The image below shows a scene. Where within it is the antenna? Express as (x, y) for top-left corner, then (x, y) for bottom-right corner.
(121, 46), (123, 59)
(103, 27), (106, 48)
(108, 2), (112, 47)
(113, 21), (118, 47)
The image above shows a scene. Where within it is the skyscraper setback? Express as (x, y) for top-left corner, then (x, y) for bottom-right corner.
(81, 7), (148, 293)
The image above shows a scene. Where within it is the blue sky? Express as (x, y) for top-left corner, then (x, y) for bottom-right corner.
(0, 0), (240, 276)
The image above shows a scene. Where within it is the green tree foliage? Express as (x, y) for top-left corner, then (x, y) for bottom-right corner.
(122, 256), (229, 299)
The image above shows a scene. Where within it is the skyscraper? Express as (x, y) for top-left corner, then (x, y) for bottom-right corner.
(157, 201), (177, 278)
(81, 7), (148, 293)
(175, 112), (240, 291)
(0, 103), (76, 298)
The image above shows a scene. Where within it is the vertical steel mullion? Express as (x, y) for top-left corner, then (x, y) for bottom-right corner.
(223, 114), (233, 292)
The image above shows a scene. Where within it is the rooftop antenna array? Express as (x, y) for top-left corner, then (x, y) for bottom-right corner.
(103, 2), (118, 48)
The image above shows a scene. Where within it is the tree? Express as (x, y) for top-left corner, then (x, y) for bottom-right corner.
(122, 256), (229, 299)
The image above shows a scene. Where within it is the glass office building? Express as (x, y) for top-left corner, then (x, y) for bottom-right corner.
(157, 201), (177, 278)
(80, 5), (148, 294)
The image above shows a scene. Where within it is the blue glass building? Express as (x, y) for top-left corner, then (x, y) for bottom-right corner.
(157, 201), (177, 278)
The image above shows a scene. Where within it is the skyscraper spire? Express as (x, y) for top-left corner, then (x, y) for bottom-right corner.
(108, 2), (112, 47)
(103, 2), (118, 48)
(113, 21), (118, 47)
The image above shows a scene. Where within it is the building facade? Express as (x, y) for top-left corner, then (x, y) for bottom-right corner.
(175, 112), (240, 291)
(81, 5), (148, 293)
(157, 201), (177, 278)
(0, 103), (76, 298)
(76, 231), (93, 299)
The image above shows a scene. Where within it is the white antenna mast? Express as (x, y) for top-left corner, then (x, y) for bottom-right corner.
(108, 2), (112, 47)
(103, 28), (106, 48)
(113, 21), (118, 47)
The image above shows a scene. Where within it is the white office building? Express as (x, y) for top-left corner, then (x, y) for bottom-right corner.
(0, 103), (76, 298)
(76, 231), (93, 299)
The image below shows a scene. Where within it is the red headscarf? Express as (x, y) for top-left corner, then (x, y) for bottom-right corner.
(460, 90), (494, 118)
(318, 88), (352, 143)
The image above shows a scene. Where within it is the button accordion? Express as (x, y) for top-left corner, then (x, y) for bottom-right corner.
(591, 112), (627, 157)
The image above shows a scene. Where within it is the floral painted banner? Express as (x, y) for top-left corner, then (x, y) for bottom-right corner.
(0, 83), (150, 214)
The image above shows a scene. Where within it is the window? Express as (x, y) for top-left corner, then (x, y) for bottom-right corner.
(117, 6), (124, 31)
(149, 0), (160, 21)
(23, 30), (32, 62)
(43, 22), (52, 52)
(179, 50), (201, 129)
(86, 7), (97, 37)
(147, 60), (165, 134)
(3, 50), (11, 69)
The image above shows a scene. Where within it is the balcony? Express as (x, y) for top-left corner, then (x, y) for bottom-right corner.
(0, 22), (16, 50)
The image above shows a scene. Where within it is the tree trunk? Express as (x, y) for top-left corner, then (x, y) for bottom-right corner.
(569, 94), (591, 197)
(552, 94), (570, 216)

* **SHORT PROBLEM**
Rewrite all of the entries above as a numbered list, leaving out any blank lines.

* **THE OUTPUT**
1. The image below shows a scene. Where within it is the antenna? Express as (x, y) for top-left corner, then (x, y) for bottom-right corner.
2. (121, 46), (123, 59)
3. (103, 27), (106, 48)
4. (108, 2), (112, 47)
5. (113, 21), (118, 47)
6. The image above shows a scene. Where within it is the skyscraper setback? Express as (x, y) for top-left corner, then (x, y) for bottom-right corner.
7. (81, 7), (148, 293)
8. The image above shows a scene. Where within it is the blue sky? Express as (x, y) for top-left corner, then (x, y) for bottom-right corner.
9. (0, 0), (240, 276)
10. The image above shows a scene. Where within it is the green tree foliage? Express as (x, y) for top-left corner, then (x, y) for bottom-right corner.
11. (122, 256), (229, 299)
12. The image above shows a scene. Where within it is the skyscraper? Express as (x, y) for top-left corner, then (x, y) for bottom-right corner.
13. (157, 201), (177, 278)
14. (81, 7), (148, 293)
15. (175, 112), (240, 291)
16. (0, 103), (76, 298)
17. The image above shows a scene. Where within it is the vertical steel mullion? Express as (x, y) for top-left corner, then (x, y) for bottom-right corner.
18. (223, 114), (233, 292)
19. The image above shows a scene. Where within it is the rooftop antenna array? Express as (x, y) for top-left corner, then (x, y) for bottom-right corner.
20. (103, 2), (118, 48)
21. The image above shows a scene. Where within it is the tree? Express as (x, y) for top-left corner, then (x, y) for bottom-right corner.
22. (122, 256), (229, 299)
23. The image above shows a scene. Where within it is the glass office building? Express as (x, y) for top-left corner, then (x, y) for bottom-right corner.
24. (157, 201), (177, 278)
25. (80, 5), (148, 294)
26. The image above shows a scene. Where within it is the blue glass building? Express as (x, y) for top-left corner, then (x, y) for bottom-right corner.
27. (157, 201), (177, 278)
28. The image above shows a scene. Where within it is the skyscraper spire? Express as (x, y) for top-left corner, then (x, y) for bottom-right corner.
29. (108, 2), (112, 47)
30. (103, 2), (118, 48)
31. (113, 21), (118, 47)
32. The image above shows a scene. Where within it is the building facade? Express as (x, y) for top-left corner, then (x, y) for bottom-right corner.
33. (175, 112), (240, 291)
34. (81, 5), (148, 293)
35. (157, 201), (177, 278)
36. (0, 103), (76, 298)
37. (76, 231), (93, 299)
38. The image above shows a scene. Where within it is the white antenna mast? Express as (x, y) for top-left corner, then (x, y) for bottom-right corner.
39. (108, 2), (112, 47)
40. (103, 28), (106, 48)
41. (113, 21), (118, 47)
42. The image above shows a scene. Where within it is the white office building? Express as (x, y) for top-left corner, then (x, y) for bottom-right corner.
43. (0, 103), (76, 298)
44. (76, 231), (93, 299)
45. The image below shows a scene. Where within it is the red headscarf? Express as (x, y) for top-left corner, then (x, y) for bottom-right corner.
46. (460, 90), (494, 118)
47. (318, 88), (352, 143)
48. The image above shows a scene. Where within it is the button accordion? Express as (x, y) for top-left corner, then (x, y) for bottom-right corner.
49. (591, 112), (627, 157)
50. The image above shows a scene. Where within it is the floral painted banner? Express as (x, y) for top-left corner, then (x, y) for bottom-right corner.
51. (0, 83), (150, 214)
52. The image above shows a scene. Where within it is the window? Express as (x, y) for top-left corner, then (x, y) for bottom-right corner.
53. (117, 6), (124, 31)
54. (149, 0), (160, 21)
55. (23, 30), (32, 62)
56. (43, 22), (52, 52)
57. (179, 50), (201, 129)
58. (86, 7), (97, 37)
59. (147, 60), (165, 134)
60. (3, 50), (11, 69)
61. The image above shows a scene. Where within it is the balcony? Express as (x, y) for top-left corner, then (x, y) for bottom-right corner.
62. (0, 22), (16, 50)
63. The image above shows a scene. Where within it is the tree trunk? Express as (x, y) for top-left corner, then (x, y) for bottom-right corner.
64. (569, 94), (591, 197)
65. (552, 94), (570, 216)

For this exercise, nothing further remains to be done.